*TASK 1*: Reproduce the reading post word for word, from "I've had Norma" up to and including "pages. Highly recommended.".

***

Reading-wise, I've been on an early 20th century kick lately. I started with Norma Miller's autobiography, Swingin' at the Savoy, continued with Flapper, by Joshua Zeitz, a history of the Jazz Era, then moved on to Art Spiegelman's Maus comics about the experiences of an Auschwitz survivor (where the Jews are drawn as mice and the Nazis as cats), and now I'm on Stripping Gypsy, by Noralee Frankel, about the life of burlesque queen
Gypsy Rose Lee.
I've had Norma Miller's book on my shelf for a long time, since I
went to Seattle for a dance event. Miller is a sassy lady, decidedly opinionated, with a very high opinion of herself. Her book is fascinating for its portrayal of an important era in American music and dance, but suffers from disorganization and sloppy editing. Honestly, if it had been about any other subject, I might have put it down.
The Zeitz book I picked up entirely on a whim from the dollar table at Borders, and it was one of the better whims I've had. It's a far-reaching work that covers fashion, literature, music, dance, feminism, sexuality, cinema, and probably six other areas I'm forgetting, in a lively writing style that keeps you turning pages. Highly recommended.

***

*TASK 2*: Transcribe the lines of the records below word for word, from the line with "on the street" up to and including the last line of the records.

*DATA TO PROCESS*:
***

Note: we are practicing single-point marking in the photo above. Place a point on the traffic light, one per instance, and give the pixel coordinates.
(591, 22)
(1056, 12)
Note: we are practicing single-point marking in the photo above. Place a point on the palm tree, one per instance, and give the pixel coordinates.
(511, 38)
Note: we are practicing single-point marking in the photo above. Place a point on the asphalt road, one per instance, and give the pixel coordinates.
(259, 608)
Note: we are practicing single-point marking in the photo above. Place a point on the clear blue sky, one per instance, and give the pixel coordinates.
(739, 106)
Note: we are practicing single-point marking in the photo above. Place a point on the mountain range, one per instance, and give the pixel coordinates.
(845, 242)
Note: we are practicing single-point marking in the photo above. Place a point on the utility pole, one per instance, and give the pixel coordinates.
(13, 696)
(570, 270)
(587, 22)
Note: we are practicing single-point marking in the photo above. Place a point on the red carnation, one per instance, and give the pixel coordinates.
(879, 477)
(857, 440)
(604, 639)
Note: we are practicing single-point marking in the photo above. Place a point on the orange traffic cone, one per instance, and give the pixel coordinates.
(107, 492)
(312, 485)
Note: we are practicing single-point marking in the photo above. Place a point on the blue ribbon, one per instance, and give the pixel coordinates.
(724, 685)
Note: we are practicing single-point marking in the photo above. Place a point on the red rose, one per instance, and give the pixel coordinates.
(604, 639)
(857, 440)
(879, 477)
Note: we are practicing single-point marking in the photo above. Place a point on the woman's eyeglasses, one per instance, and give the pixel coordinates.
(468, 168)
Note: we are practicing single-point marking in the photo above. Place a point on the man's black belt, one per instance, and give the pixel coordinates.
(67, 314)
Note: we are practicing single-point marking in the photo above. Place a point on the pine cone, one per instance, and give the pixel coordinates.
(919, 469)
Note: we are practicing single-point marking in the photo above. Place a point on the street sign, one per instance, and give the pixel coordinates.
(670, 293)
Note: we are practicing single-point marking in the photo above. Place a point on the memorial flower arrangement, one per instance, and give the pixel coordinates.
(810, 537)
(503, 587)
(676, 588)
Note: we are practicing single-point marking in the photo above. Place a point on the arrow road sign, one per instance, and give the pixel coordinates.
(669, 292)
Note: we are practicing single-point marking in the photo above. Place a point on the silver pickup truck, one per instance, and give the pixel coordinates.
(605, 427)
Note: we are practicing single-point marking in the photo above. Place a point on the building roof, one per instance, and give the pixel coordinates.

***

*RESULT 1*:
I've had Norma Miller's book on my shelf for a long time, since I
went to Seattle for a dance event. Miller is a sassy lady, decidedly opinionated, with a very high opinion of herself. Her book is fascinating for its portrayal of an important era in American music and dance, but suffers from disorganization and sloppy editing. Honestly, if it had been about any other subject, I might have put it down.
The Zeitz book I picked up entirely on a whim from the dollar table at Borders, and it was one of the better whims I've had. It's a far-reaching work that covers fashion, literature, music, dance, feminism, sexuality, cinema, and probably six other areas I'm forgetting, in a lively writing style that keeps you turning pages. Highly recommended.

*RESULT 2*:
Note: we are practicing single-point marking in the photo above. Place a point on the street sign, one per instance, and give the pixel coordinates.
(670, 293)
Note: we are practicing single-point marking in the photo above. Place a point on the memorial flower arrangement, one per instance, and give the pixel coordinates.
(810, 537)
(503, 587)
(676, 588)
Note: we are practicing single-point marking in the photo above. Place a point on the arrow road sign, one per instance, and give the pixel coordinates.
(669, 292)
Note: we are practicing single-point marking in the photo above. Place a point on the silver pickup truck, one per instance, and give the pixel coordinates.
(605, 427)
Note: we are practicing single-point marking in the photo above. Place a point on the building roof, one per instance, and give the pixel coordinates.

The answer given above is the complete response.